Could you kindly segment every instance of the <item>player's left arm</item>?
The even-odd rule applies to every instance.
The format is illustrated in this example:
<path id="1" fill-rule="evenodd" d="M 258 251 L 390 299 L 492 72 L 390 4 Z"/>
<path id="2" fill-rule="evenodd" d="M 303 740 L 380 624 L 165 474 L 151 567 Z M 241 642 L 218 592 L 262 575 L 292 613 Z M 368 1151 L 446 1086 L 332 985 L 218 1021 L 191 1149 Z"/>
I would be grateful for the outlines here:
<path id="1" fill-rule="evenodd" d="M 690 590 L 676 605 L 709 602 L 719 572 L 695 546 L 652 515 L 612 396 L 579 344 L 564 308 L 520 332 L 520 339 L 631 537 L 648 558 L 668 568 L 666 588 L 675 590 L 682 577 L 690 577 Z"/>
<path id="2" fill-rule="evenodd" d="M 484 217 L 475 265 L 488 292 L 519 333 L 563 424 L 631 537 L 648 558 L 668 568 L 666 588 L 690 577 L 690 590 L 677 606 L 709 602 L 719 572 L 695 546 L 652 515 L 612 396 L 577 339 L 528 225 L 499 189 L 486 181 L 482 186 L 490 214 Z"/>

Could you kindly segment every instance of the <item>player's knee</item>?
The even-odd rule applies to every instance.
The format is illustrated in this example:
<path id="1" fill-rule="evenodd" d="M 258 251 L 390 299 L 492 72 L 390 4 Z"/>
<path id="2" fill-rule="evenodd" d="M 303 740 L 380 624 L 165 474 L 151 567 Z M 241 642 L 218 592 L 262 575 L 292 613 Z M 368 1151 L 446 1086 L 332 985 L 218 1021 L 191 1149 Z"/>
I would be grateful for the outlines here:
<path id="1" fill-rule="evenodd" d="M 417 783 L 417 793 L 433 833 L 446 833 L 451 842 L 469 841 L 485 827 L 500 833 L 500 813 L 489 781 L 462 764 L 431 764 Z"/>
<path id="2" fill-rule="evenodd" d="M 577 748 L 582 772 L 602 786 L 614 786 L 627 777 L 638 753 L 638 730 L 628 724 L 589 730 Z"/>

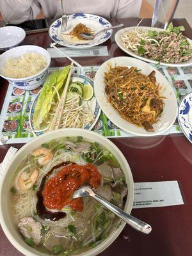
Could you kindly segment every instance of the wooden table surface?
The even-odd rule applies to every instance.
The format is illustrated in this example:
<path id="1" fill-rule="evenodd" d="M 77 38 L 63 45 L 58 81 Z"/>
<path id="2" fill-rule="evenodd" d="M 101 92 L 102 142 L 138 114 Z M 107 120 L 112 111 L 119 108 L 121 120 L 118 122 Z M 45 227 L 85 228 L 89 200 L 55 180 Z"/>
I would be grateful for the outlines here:
<path id="1" fill-rule="evenodd" d="M 138 19 L 113 19 L 115 25 L 136 26 Z M 183 25 L 185 35 L 192 39 L 192 30 L 184 19 L 173 20 L 175 26 Z M 145 19 L 141 26 L 150 26 Z M 115 44 L 115 33 L 103 45 L 109 56 L 74 58 L 82 65 L 100 65 L 110 58 L 126 56 Z M 49 47 L 51 40 L 47 33 L 27 35 L 23 44 Z M 65 58 L 53 59 L 51 67 L 69 63 Z M 7 83 L 0 79 L 0 109 L 4 102 Z M 102 256 L 190 256 L 192 255 L 192 147 L 182 134 L 154 138 L 116 138 L 111 140 L 126 157 L 134 182 L 178 180 L 184 204 L 181 205 L 132 209 L 132 214 L 152 227 L 150 234 L 144 236 L 127 225 L 116 240 Z M 22 144 L 12 145 L 18 148 Z M 11 145 L 0 147 L 0 161 Z M 146 147 L 147 148 L 145 148 Z M 0 228 L 0 256 L 20 256 Z"/>

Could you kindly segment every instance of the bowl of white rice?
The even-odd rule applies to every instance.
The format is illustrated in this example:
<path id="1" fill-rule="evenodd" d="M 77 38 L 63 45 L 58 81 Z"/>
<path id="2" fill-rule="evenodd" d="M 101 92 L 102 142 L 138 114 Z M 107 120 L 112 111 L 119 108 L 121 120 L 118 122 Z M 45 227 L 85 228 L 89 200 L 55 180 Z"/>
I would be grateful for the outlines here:
<path id="1" fill-rule="evenodd" d="M 50 63 L 50 55 L 44 48 L 19 46 L 0 56 L 0 76 L 14 87 L 34 90 L 44 84 Z"/>

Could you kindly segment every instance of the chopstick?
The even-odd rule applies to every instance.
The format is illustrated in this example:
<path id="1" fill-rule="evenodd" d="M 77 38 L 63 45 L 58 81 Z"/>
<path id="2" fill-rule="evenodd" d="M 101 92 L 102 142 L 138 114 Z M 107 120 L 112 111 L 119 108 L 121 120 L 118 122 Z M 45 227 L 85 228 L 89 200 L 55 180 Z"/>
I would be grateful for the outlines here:
<path id="1" fill-rule="evenodd" d="M 67 82 L 65 85 L 60 100 L 58 102 L 58 105 L 56 108 L 56 111 L 55 112 L 54 118 L 51 122 L 51 124 L 50 125 L 49 131 L 52 130 L 55 130 L 58 129 L 60 127 L 60 122 L 61 122 L 61 115 L 62 115 L 62 112 L 65 104 L 66 99 L 67 99 L 67 94 L 68 92 L 68 88 L 70 83 L 70 79 L 72 74 L 72 71 L 73 68 L 73 65 L 74 63 L 73 62 L 71 63 L 71 67 L 70 67 L 70 70 L 69 71 Z"/>
<path id="2" fill-rule="evenodd" d="M 56 46 L 56 45 L 57 44 L 57 43 L 51 43 L 50 46 L 52 48 L 55 49 L 58 52 L 60 52 L 61 55 L 63 55 L 63 56 L 66 57 L 68 60 L 70 60 L 71 62 L 73 62 L 76 66 L 79 67 L 80 68 L 83 69 L 83 67 L 78 63 L 78 62 L 74 60 L 73 60 L 72 58 L 71 58 L 70 57 L 69 57 L 68 55 L 65 54 L 65 53 L 63 52 L 61 50 L 60 50 Z"/>

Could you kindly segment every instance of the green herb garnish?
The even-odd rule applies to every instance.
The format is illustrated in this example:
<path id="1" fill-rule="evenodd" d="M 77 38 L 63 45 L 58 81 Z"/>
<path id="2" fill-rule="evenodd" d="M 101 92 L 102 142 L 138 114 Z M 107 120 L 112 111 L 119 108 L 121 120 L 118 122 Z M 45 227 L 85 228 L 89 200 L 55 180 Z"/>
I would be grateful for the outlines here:
<path id="1" fill-rule="evenodd" d="M 83 153 L 82 155 L 82 158 L 86 162 L 86 163 L 92 163 L 93 159 L 90 158 L 89 154 L 84 154 Z"/>
<path id="2" fill-rule="evenodd" d="M 51 251 L 55 254 L 58 254 L 63 250 L 63 248 L 61 245 L 54 245 L 51 248 Z"/>
<path id="3" fill-rule="evenodd" d="M 81 142 L 83 141 L 83 137 L 82 136 L 77 136 L 77 140 L 76 142 Z"/>
<path id="4" fill-rule="evenodd" d="M 68 225 L 67 228 L 71 233 L 77 234 L 76 228 L 74 225 Z"/>
<path id="5" fill-rule="evenodd" d="M 36 189 L 36 188 L 37 188 L 36 185 L 33 185 L 33 190 L 35 190 Z"/>
<path id="6" fill-rule="evenodd" d="M 139 42 L 139 44 L 141 44 L 142 45 L 143 45 L 143 44 L 145 44 L 146 43 L 146 41 L 144 40 L 143 39 L 141 39 L 141 41 Z"/>
<path id="7" fill-rule="evenodd" d="M 173 32 L 175 33 L 176 35 L 179 34 L 180 31 L 184 31 L 185 28 L 183 26 L 179 26 L 179 27 L 173 27 L 173 23 L 171 22 L 168 28 L 166 29 L 167 32 Z"/>
<path id="8" fill-rule="evenodd" d="M 32 237 L 26 238 L 26 243 L 31 247 L 35 247 L 35 242 Z"/>
<path id="9" fill-rule="evenodd" d="M 48 229 L 47 229 L 47 226 L 45 226 L 45 225 L 42 225 L 42 230 L 41 230 L 41 233 L 42 233 L 42 234 L 47 234 L 47 232 L 48 232 Z"/>
<path id="10" fill-rule="evenodd" d="M 145 53 L 145 50 L 142 46 L 139 45 L 138 47 L 138 54 L 140 55 L 143 55 Z"/>
<path id="11" fill-rule="evenodd" d="M 15 193 L 17 192 L 17 190 L 15 188 L 15 187 L 12 187 L 10 189 L 10 191 L 12 192 L 12 194 L 15 194 Z"/>
<path id="12" fill-rule="evenodd" d="M 150 38 L 154 38 L 158 35 L 158 33 L 152 30 L 148 30 L 147 35 Z"/>
<path id="13" fill-rule="evenodd" d="M 122 100 L 124 99 L 122 92 L 118 92 L 117 95 L 121 100 Z"/>

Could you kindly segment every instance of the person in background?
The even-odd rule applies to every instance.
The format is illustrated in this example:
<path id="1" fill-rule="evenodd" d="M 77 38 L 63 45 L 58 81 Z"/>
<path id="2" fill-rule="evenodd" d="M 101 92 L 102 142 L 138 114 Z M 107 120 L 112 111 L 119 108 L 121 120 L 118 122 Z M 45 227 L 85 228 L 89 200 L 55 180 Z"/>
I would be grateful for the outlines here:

- _Instructions to follow_: Arrange the lines from the one containing "the <item>player's knee</item>?" through the one containing "577 748 L 582", both included, as a Markdown table with the columns "Row" and "Line", numbering each line and omitting blank lines.

- _Task output_:
| Row | Line |
|---|---|
| 1 | Could you kindly segment every instance of the <item>player's knee</item>? |
| 2 | The even-odd rule applies to every instance. |
| 3 | The format is illustrated in this example: |
| 4 | <path id="1" fill-rule="evenodd" d="M 258 251 L 390 299 L 492 72 L 390 4 Z"/> |
| 5 | <path id="2" fill-rule="evenodd" d="M 303 740 L 380 624 L 165 474 L 151 567 Z M 241 642 L 218 592 L 262 575 L 292 613 Z M 368 1151 L 446 1086 L 332 985 L 218 1021 L 191 1149 Z"/> |
| 6 | I would be grateful for the outlines here: |
| 7 | <path id="1" fill-rule="evenodd" d="M 417 783 L 417 793 L 433 833 L 446 833 L 451 842 L 469 841 L 485 827 L 500 833 L 500 813 L 489 781 L 462 764 L 431 764 Z"/> |
| 8 | <path id="2" fill-rule="evenodd" d="M 577 748 L 582 772 L 602 786 L 614 786 L 627 777 L 638 753 L 638 730 L 628 724 L 589 730 Z"/> |